[Stored data entries]
..............................
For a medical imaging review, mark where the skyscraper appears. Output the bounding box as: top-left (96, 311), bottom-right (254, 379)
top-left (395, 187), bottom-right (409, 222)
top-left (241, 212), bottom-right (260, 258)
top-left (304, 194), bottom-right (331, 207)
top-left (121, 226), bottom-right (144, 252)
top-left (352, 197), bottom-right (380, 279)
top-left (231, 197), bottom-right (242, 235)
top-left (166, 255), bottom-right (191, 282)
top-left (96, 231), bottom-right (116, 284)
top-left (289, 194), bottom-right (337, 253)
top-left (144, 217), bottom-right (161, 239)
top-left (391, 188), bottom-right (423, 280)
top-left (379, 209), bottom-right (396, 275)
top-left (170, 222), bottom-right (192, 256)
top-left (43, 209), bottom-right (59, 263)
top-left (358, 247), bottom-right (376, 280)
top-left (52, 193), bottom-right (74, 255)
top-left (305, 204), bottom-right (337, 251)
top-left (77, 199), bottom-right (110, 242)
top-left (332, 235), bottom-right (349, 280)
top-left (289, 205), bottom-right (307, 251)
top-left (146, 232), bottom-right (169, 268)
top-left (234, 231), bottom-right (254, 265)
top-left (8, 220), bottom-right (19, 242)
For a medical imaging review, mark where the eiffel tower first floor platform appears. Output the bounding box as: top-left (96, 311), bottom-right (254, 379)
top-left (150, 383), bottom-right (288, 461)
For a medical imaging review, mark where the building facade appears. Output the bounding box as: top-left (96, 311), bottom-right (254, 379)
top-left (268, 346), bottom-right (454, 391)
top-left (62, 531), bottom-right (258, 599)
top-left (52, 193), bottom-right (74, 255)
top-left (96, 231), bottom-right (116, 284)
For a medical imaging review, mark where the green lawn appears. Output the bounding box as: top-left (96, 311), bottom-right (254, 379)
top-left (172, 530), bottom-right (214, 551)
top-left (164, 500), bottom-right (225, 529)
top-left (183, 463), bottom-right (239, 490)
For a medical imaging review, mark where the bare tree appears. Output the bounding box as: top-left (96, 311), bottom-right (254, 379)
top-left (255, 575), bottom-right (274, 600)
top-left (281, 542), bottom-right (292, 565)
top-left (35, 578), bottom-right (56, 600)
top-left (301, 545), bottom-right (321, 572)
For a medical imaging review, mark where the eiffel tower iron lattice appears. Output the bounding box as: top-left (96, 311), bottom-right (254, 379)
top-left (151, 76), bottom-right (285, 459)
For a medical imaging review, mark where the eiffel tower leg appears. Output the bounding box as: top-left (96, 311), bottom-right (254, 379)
..............................
What is needed is a word-for-word restatement of every line from the one with "For a medical imaging review, mark where the eiffel tower iron" to the end of the entries above.

For a medical imaging review, mark where the eiffel tower iron lattice appears. Output the bounding box as: top-left (96, 311), bottom-right (254, 379)
top-left (151, 76), bottom-right (285, 459)
For a medical imaging review, mark where the eiffel tower leg appears. Output the bounding box as: top-left (96, 311), bottom-right (254, 379)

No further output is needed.